Methods: The comparative pharmacokinetics, bio-equivalence, blood and tissue residues of BAC-Liquido^® and Coline-L^® in broiler chickens was studied after oral administration of both products in a dose of 100.000 IU colistin base/kg. b. wt once daily for 5 consecutive days.

Results: Colistin in both products obeyed a two compartments open model following I. V administration. The disposition kinetics of BAC-Liquido^® and Coline-L^® following oral administration of 100.000 IU colistin base/kg. b. wt revealed that the maximum blood concentration [C_max.] were 5.10 and 4.95 µg/ml and attained at [t_max.] of 5.90 and 6.40 h, respectively. Colistin in BAC-Liquido^® and Coline-L^® was eliminated with half-lives [t_1/2β] equal to 3.15 and 2.89 h, respectively. The mean systemic bioavailability of colistin in BAC-Liquido^® and Coline-L^® following oral administration in healthy chickens was 3.75 and 4.05%, respectively. The blood (µg/ml) and tissue (µg/g) residues of Coline-L^® and BAC-Liquido^® following repeated oral administrations showed that liver, kidney; lung, breast, and thigh muscles contained the limited colistin residues. Colistin in both preparations was completely disappeared from all tissues at 24 h following the last oral dose (except liver 48 h).

━━━━━━━━━━

Problem: In the colistin text, which tissue still held colistin until 48 hours after the last oral dose?

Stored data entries
━━━━━━━━━━

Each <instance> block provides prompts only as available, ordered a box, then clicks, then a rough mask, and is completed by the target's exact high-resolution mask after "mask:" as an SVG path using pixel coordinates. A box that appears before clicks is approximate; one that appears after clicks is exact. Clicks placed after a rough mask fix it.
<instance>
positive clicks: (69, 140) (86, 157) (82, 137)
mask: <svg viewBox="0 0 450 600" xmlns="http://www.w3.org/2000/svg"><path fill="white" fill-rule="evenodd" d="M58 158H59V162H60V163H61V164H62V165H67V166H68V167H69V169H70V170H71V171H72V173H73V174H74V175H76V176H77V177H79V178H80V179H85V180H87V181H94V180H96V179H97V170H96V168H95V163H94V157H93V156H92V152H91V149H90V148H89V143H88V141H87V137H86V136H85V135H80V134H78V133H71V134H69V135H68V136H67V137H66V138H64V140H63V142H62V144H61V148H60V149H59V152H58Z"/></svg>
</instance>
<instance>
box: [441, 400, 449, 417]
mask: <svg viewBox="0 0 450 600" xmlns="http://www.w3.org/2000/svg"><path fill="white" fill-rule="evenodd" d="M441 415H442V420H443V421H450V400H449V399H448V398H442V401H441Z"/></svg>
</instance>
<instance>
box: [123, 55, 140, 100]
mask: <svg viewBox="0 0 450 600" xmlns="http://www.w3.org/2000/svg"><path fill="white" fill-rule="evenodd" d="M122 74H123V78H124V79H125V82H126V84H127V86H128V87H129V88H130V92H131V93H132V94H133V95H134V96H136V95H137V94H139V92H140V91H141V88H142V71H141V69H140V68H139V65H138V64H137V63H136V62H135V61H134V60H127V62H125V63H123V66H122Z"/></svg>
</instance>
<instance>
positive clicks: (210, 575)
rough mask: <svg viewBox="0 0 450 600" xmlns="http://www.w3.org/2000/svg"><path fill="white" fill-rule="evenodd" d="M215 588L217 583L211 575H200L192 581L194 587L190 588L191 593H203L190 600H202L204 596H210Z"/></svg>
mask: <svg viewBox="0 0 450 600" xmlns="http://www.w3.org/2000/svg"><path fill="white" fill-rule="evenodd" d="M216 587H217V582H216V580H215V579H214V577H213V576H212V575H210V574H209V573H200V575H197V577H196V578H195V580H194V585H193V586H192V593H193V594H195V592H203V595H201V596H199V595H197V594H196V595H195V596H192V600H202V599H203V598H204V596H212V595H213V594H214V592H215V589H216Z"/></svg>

━━━━━━━━━━

Task solution: The liver.